(Region labeling records)
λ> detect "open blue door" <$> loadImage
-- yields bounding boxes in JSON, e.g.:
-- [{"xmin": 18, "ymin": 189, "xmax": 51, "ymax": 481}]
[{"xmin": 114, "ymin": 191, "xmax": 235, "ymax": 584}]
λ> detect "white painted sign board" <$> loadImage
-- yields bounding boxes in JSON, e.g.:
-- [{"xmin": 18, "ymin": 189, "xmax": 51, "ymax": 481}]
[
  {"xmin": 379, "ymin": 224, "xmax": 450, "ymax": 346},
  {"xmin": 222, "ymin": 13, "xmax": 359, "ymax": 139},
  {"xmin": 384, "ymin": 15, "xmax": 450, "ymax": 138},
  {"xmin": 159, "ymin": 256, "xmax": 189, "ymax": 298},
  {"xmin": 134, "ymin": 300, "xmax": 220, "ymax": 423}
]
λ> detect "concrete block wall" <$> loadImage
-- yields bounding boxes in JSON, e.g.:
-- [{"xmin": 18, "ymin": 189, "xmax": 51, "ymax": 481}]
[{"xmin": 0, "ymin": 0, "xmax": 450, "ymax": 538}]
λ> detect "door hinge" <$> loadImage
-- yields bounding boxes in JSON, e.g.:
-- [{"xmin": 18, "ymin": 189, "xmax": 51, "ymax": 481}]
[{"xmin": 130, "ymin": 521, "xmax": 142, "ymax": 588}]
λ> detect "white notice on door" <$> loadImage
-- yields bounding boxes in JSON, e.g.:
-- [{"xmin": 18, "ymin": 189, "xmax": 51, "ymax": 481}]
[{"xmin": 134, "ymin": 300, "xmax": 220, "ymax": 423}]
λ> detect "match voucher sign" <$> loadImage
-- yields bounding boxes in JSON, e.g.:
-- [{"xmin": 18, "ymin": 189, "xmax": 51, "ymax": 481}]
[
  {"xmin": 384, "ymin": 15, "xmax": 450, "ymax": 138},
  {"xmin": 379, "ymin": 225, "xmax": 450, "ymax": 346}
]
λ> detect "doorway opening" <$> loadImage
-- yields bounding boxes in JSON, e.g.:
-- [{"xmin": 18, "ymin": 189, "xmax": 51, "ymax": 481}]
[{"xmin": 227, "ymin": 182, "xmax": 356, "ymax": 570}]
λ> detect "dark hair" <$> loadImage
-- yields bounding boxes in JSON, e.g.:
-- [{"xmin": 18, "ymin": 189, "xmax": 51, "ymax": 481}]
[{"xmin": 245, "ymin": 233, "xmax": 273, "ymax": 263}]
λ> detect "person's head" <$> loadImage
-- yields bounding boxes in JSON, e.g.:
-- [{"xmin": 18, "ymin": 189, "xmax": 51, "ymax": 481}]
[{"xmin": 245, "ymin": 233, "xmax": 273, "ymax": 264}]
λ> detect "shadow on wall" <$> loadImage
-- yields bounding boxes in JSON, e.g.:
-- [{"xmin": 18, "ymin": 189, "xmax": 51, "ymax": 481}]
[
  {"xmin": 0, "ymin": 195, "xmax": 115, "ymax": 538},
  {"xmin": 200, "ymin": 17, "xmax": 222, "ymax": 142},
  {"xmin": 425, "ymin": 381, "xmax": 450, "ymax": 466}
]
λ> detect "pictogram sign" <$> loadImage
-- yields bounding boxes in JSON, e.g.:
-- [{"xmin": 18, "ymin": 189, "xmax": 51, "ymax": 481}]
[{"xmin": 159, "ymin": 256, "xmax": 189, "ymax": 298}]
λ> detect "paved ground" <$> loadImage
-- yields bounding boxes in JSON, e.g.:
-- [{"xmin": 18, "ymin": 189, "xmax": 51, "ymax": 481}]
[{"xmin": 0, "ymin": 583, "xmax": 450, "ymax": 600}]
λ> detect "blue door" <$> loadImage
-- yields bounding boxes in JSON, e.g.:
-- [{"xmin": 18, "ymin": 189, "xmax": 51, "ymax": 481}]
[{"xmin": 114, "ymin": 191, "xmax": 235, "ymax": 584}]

▶ _What is being asked_
Identify each line in the records above that contains the string "white", and copy those lines out in full.

▶ _Task response_
λ> detect "white painted sign board" <$> loadImage
λ> detect "white notice on door" <$> loadImage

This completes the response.